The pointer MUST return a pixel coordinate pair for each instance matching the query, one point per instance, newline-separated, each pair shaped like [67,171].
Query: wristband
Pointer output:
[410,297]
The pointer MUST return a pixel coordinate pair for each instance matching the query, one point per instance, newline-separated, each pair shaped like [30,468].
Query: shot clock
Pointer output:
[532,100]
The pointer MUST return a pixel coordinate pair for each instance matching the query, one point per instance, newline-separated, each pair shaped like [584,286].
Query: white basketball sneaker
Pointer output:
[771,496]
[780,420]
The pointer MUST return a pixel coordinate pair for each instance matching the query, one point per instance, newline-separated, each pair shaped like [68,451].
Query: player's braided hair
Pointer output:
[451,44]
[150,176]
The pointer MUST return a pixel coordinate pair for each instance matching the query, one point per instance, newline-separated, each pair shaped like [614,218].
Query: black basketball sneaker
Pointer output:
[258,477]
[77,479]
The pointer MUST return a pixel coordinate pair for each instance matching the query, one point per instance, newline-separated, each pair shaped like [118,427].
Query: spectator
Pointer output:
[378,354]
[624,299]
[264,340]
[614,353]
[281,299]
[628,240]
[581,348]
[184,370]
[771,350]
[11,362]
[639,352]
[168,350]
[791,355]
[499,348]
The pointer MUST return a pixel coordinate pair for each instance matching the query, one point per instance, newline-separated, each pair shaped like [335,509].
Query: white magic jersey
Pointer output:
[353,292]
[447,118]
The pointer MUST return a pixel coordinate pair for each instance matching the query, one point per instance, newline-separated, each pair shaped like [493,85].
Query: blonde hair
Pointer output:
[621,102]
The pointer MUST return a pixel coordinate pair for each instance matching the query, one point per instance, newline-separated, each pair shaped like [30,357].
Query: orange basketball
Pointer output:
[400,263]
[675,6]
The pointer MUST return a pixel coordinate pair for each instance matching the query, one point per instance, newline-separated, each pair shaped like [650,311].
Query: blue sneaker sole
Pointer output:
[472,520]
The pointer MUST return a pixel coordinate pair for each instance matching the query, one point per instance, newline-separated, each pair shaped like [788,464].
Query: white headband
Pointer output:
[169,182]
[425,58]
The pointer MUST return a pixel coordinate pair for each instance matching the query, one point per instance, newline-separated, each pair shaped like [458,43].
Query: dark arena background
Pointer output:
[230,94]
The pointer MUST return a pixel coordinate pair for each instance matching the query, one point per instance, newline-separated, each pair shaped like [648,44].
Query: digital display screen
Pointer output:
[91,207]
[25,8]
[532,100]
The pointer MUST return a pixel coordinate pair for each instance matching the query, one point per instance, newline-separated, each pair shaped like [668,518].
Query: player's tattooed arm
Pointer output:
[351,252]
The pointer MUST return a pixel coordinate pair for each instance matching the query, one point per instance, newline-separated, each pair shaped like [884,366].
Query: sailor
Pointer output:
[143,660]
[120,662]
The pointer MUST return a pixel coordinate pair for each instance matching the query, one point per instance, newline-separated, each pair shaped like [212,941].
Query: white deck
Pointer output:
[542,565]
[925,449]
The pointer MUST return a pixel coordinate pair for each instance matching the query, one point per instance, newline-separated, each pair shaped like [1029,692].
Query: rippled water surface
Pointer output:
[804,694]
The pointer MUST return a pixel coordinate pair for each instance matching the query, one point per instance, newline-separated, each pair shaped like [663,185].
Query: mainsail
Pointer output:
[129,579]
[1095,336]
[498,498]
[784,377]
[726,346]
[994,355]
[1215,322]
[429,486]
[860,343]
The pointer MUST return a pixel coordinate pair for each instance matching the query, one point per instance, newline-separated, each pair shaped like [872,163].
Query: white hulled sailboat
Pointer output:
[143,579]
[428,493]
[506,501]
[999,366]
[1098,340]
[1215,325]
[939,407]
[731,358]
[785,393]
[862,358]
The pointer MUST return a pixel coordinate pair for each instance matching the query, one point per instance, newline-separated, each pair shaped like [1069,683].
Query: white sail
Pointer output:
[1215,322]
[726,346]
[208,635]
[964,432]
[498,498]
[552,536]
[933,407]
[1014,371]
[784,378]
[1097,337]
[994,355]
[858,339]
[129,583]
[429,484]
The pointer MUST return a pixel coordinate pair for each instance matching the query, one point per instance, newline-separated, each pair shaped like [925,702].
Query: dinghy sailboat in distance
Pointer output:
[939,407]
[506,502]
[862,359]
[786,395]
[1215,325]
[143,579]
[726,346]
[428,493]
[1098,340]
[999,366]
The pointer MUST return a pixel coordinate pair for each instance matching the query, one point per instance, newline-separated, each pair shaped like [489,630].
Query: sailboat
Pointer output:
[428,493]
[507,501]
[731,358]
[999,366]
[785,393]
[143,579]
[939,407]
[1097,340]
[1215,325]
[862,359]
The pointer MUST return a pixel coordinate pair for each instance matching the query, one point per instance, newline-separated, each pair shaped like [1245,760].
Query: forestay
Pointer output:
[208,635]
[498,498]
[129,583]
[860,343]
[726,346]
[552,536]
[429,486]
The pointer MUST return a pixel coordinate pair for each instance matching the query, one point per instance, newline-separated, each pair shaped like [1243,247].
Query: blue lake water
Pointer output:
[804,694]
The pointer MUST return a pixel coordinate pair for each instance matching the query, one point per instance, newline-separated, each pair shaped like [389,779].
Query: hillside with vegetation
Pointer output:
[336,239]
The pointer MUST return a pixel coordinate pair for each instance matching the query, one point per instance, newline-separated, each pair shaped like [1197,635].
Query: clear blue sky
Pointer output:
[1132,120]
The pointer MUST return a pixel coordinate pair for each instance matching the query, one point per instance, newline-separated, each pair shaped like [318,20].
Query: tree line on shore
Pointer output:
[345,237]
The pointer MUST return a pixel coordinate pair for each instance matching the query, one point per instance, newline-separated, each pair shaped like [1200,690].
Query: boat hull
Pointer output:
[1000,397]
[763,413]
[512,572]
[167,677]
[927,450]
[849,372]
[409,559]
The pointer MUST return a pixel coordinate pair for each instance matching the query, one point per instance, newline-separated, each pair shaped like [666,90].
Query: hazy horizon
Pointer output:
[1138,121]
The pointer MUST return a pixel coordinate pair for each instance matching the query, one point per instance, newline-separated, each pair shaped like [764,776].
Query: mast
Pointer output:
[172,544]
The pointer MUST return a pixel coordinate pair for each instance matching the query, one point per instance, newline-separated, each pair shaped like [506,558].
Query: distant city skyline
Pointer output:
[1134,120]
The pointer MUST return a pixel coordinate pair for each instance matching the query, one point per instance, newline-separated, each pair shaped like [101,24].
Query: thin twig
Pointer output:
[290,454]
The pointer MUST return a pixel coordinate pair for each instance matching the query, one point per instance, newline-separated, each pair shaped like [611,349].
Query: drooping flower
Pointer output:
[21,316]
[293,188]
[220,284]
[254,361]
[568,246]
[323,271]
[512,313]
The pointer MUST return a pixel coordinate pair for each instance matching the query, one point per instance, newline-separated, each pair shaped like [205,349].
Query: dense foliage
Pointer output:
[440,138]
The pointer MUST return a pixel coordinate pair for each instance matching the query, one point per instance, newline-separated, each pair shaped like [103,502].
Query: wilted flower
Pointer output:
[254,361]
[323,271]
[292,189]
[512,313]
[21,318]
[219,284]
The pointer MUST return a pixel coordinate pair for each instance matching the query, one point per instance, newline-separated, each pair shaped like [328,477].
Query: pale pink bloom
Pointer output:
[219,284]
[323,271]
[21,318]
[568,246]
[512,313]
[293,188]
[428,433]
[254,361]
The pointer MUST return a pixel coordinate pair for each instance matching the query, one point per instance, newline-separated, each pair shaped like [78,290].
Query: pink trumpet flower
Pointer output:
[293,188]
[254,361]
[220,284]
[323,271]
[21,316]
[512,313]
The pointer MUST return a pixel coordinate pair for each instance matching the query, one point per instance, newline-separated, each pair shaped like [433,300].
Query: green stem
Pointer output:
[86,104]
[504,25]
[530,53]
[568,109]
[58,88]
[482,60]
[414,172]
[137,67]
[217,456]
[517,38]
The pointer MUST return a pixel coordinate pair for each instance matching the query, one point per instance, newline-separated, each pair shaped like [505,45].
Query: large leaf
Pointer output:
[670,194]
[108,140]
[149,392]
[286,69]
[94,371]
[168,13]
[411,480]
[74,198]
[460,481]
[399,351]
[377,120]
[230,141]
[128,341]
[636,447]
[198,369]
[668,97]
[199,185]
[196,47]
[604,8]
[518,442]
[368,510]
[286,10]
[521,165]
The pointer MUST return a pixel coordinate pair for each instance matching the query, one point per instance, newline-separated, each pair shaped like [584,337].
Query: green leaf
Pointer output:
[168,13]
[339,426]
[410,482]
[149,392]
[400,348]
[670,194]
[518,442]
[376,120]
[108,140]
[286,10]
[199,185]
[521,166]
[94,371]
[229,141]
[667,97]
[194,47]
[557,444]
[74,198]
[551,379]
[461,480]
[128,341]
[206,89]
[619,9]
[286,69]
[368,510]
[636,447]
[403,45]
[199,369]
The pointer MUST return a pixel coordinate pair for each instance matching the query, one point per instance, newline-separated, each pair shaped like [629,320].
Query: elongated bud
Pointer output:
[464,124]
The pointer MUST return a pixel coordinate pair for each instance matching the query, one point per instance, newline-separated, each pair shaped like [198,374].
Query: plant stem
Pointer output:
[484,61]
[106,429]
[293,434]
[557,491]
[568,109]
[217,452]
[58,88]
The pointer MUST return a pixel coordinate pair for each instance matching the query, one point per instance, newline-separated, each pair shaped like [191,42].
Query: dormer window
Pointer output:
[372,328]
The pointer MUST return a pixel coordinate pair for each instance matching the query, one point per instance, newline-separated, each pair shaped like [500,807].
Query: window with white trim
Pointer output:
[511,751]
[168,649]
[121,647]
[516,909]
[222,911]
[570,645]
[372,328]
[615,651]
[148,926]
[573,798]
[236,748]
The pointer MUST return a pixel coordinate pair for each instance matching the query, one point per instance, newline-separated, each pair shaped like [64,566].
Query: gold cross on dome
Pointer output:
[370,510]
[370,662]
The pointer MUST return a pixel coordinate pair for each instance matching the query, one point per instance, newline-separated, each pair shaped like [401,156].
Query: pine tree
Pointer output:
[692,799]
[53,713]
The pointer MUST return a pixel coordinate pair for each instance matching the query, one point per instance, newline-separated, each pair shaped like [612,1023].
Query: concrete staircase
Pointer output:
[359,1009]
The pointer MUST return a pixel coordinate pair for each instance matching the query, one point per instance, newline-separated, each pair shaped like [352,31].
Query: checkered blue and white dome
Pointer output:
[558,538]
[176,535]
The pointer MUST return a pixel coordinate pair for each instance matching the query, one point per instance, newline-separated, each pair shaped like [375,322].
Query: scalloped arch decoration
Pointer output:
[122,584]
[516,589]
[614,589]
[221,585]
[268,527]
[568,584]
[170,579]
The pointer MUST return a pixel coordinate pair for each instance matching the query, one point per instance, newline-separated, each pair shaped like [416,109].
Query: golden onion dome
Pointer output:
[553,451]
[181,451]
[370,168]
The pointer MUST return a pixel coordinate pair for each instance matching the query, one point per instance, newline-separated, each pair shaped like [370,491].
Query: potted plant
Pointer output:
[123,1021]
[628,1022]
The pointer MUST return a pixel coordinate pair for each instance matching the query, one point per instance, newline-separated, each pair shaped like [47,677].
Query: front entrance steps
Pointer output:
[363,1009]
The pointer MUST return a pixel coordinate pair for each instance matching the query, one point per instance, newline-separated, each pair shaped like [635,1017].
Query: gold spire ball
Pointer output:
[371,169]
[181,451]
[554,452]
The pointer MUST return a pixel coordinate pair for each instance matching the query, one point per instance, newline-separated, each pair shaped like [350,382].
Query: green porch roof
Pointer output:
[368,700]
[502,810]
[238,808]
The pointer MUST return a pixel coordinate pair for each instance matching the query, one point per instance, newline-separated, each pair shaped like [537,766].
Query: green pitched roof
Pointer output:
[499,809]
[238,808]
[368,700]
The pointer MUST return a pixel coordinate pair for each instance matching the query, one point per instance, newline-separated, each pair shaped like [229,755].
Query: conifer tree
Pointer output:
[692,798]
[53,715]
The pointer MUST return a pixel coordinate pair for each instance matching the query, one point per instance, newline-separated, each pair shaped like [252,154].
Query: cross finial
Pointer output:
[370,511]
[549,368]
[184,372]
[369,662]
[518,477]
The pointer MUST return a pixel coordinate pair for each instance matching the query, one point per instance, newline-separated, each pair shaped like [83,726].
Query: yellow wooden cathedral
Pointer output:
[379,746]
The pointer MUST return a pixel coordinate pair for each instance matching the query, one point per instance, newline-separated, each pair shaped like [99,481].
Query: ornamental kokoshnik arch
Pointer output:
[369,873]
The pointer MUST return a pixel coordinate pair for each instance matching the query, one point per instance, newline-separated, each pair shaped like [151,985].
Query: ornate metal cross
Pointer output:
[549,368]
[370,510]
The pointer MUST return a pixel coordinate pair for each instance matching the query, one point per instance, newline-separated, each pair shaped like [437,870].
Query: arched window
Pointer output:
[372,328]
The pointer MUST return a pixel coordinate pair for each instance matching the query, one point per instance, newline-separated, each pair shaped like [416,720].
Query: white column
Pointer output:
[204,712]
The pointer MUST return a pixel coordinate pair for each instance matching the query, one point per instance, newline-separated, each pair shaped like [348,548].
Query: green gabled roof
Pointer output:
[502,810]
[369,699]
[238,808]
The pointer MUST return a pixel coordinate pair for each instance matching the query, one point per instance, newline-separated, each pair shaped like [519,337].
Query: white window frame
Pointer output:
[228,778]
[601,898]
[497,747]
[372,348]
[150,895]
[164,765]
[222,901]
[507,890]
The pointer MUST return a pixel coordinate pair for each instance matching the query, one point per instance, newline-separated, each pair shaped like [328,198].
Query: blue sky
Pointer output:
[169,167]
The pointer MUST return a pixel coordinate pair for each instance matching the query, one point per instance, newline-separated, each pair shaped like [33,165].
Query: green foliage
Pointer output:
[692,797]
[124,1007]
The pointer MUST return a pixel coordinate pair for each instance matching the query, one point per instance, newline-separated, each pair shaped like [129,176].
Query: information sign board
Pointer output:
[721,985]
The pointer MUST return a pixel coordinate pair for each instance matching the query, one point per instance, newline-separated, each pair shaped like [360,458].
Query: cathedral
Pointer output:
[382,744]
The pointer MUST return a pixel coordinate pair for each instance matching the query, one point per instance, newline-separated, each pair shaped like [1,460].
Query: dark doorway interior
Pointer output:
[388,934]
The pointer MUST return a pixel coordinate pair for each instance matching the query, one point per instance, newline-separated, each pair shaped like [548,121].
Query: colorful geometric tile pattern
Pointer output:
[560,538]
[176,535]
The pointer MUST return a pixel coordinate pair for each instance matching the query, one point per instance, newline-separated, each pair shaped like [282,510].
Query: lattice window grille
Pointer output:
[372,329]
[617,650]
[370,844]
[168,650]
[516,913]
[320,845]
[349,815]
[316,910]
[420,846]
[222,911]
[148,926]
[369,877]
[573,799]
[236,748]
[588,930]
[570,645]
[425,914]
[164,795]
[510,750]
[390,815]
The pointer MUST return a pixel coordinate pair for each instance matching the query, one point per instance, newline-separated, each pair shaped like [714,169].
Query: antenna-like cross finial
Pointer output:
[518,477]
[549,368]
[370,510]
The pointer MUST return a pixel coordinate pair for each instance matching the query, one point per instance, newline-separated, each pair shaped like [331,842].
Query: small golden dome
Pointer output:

What is needed: Output as a JSON list of strings, one per line, the lines of the records above running from the line containing "shaped like [714,169]." through the end of the records, both ends included, with blank lines omitted.

Response to the task:
[
  "The pointer MUST return a pixel coordinate pair for each instance matching the query, one point per instance, newline-separated, each pair shaped like [714,169].",
  "Query: antenna-like cross finial",
  "Pointer output:",
  "[518,477]",
  "[549,368]",
  "[370,510]",
  "The pointer MUST return a pixel coordinate pair for each instance matching the query, one point per instance, newline-separated, each pair shaped like [331,842].",
  "Query: small golden dome",
  "Pointer output:"
]